Selected extract:

▽

Monday, June 16, 2008

The Doctor's Dilemma: The Parable of the Plumber

Occasionally I come across a passage in a book or article that is notable and quotable and captures the essence of one of American doctors’ many dilemmas. This passage is from Merritt, Hawkins & Associates Guide to Physician Recruiting (April, 2007). This recruiting firm is currently conducting a survey of all of America’s 270,000 primary care physicians for The Physicians Foundation for Health System Excellence.

Physicians are different from other professions by virtue of the ground rules of contemporary medicine. The ground rules are largely determined by the way in which medical services are paid for in the United States today. Medicare sets physician payment rates for a wide range of services categorized as Diagnostic Related Groups (DRGS). An orthopedic surgeon might be reimbursed $500 by Medicare for setting a simple bone fracture. Private insurance companies often set their reimbursement rates based on what Medicare pays.

△

Assignment A:
Name each organization or government program that the post mentions.
Assignment B:
Please reproduce the stretch of the post from "Occasionally I come" through "Health System Excellence.".

Material provided:
▽

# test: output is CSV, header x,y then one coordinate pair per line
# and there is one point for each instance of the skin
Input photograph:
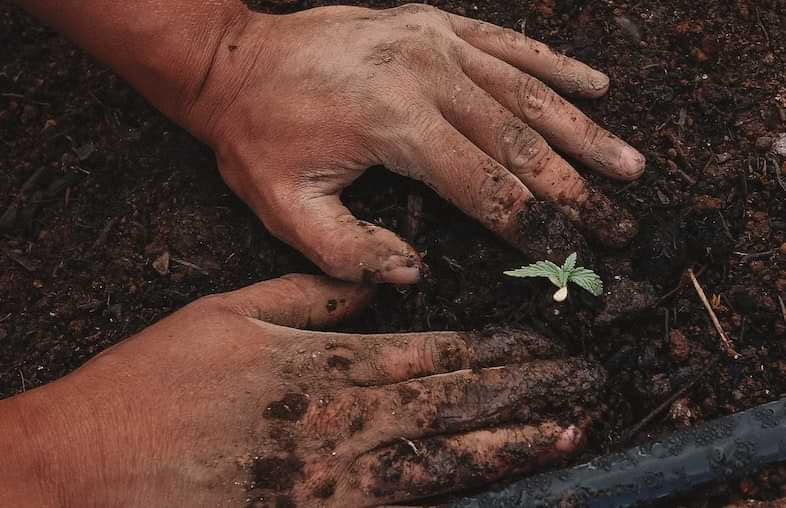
x,y
296,107
224,403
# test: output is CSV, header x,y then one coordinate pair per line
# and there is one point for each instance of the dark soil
x,y
111,217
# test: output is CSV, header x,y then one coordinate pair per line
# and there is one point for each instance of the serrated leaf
x,y
545,269
587,279
570,263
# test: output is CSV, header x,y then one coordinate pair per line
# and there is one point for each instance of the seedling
x,y
561,275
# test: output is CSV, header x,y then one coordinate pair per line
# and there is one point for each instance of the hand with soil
x,y
222,404
296,107
306,102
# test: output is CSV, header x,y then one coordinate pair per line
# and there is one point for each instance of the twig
x,y
411,445
763,28
726,344
756,255
190,265
630,433
679,286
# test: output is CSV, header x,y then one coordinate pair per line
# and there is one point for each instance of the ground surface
x,y
99,186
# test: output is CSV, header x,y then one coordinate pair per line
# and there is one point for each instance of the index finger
x,y
560,71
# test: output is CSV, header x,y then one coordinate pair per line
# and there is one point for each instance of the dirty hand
x,y
298,106
222,403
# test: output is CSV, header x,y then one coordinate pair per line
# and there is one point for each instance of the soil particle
x,y
495,345
604,221
357,424
277,473
285,502
339,362
707,236
292,407
325,489
625,299
662,253
680,348
545,233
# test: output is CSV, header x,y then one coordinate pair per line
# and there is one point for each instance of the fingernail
x,y
598,81
632,161
569,440
403,275
400,270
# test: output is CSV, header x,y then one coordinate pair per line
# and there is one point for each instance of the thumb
x,y
323,229
299,301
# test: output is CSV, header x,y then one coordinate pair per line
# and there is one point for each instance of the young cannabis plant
x,y
561,275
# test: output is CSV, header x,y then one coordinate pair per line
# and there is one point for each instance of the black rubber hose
x,y
722,449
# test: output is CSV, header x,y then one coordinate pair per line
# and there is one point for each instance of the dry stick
x,y
726,344
676,289
631,432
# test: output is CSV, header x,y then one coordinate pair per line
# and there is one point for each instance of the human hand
x,y
298,106
222,404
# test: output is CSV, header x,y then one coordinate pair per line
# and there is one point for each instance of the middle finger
x,y
524,152
560,122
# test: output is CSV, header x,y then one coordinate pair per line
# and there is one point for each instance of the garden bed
x,y
103,186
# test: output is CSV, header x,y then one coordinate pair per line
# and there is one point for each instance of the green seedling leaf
x,y
545,269
587,279
561,275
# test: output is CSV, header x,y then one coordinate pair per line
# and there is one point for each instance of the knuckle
x,y
534,97
509,39
339,416
523,149
417,8
445,353
592,135
500,196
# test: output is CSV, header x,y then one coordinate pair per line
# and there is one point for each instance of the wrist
x,y
36,466
242,47
55,449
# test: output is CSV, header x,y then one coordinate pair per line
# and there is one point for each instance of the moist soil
x,y
111,217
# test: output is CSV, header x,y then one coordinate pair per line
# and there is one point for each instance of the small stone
x,y
680,412
779,146
161,263
680,349
763,143
705,203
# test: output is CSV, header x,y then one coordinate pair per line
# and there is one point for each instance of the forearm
x,y
163,48
51,453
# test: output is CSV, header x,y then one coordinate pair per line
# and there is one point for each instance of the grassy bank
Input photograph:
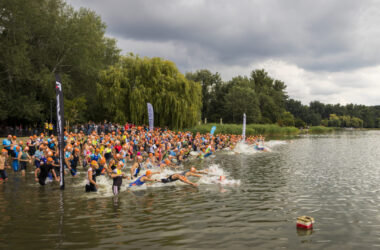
x,y
320,130
251,129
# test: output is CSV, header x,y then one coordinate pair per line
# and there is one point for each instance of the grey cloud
x,y
316,35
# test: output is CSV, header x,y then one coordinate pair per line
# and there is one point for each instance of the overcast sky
x,y
323,50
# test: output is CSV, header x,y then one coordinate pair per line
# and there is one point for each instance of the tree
x,y
39,38
126,87
287,119
75,110
240,100
208,81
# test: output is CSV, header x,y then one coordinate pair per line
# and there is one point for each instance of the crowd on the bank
x,y
113,151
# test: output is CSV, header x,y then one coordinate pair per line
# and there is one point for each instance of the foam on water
x,y
275,143
213,176
215,172
243,148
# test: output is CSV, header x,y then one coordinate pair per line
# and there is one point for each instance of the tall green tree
x,y
126,87
39,38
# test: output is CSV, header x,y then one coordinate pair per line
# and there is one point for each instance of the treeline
x,y
334,115
42,37
39,38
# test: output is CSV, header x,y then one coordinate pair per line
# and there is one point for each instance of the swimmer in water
x,y
183,177
137,167
144,178
117,177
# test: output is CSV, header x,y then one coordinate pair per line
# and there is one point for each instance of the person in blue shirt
x,y
15,163
7,143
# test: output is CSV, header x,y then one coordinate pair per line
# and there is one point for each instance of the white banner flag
x,y
244,121
151,116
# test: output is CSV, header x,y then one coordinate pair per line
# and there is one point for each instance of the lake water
x,y
333,178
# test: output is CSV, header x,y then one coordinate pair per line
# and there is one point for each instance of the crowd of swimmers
x,y
135,154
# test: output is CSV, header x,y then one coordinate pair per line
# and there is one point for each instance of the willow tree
x,y
126,87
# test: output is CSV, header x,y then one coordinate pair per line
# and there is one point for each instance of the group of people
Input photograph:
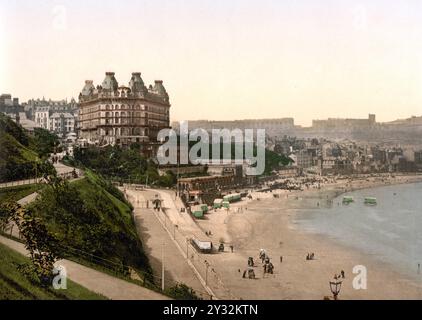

△

Answer section A:
- Merritt, Hawkins & Associates
- The Physicians Foundation for Health System Excellence
- Medicare

Answer section B:
Occasionally I come across a passage in a book or article that is notable and quotable and captures the essence of one of American doctors’ many dilemmas. This passage is from Merritt, Hawkins & Associates Guide to Physician Recruiting (April, 2007). This recruiting firm is currently conducting a survey of all of America’s 270,000 primary care physicians for The Physicians Foundation for Health System Excellence.